Stored items from a collection:
===

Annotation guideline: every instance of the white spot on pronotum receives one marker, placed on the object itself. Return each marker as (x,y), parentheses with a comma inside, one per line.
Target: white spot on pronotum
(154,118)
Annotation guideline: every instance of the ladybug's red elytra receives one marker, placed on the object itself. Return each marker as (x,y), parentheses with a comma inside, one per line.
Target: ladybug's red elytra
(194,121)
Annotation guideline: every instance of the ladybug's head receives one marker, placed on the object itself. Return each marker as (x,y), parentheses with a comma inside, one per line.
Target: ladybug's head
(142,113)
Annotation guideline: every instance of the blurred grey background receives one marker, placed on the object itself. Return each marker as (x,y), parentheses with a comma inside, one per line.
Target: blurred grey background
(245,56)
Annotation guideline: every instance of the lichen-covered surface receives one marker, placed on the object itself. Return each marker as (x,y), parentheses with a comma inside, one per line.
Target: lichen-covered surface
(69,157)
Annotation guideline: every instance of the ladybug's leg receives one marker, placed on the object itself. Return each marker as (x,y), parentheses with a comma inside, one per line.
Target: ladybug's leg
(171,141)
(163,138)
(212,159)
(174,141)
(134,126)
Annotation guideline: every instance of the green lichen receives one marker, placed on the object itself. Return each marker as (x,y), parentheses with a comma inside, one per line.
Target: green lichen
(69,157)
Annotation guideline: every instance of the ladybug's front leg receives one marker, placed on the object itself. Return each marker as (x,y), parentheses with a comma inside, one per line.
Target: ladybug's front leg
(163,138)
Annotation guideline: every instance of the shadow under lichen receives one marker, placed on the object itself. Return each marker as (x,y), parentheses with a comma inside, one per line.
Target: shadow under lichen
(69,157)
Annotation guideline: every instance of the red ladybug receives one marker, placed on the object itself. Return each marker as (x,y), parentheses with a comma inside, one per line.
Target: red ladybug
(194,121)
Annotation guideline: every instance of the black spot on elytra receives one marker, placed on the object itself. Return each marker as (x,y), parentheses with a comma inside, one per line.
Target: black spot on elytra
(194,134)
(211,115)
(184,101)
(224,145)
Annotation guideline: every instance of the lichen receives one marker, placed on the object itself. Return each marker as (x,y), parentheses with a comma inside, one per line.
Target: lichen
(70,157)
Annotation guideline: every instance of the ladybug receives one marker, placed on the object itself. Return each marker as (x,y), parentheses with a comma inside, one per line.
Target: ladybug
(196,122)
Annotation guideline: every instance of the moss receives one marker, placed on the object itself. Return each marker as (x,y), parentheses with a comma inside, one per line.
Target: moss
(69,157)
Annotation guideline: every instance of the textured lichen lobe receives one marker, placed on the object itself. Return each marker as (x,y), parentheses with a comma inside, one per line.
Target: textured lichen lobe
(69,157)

===

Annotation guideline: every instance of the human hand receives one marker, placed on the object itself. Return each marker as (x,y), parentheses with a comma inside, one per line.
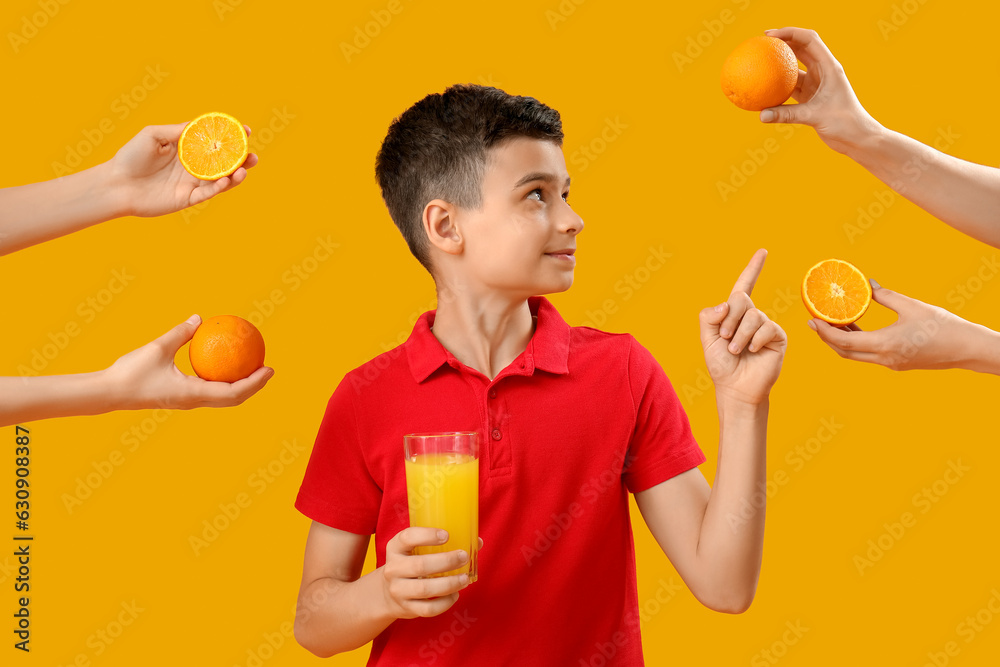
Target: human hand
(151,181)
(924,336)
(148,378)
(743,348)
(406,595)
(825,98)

===

» **Required task**: Extract every line of the material above that contains the string "textured".

» **The answer**:
Annotation guideline: every instance of the textured lichen lobe receives one marker, placed on the object itself. Return each marker as (x,y), parentheses with a comma inside, one per line.
Target: textured lichen lobe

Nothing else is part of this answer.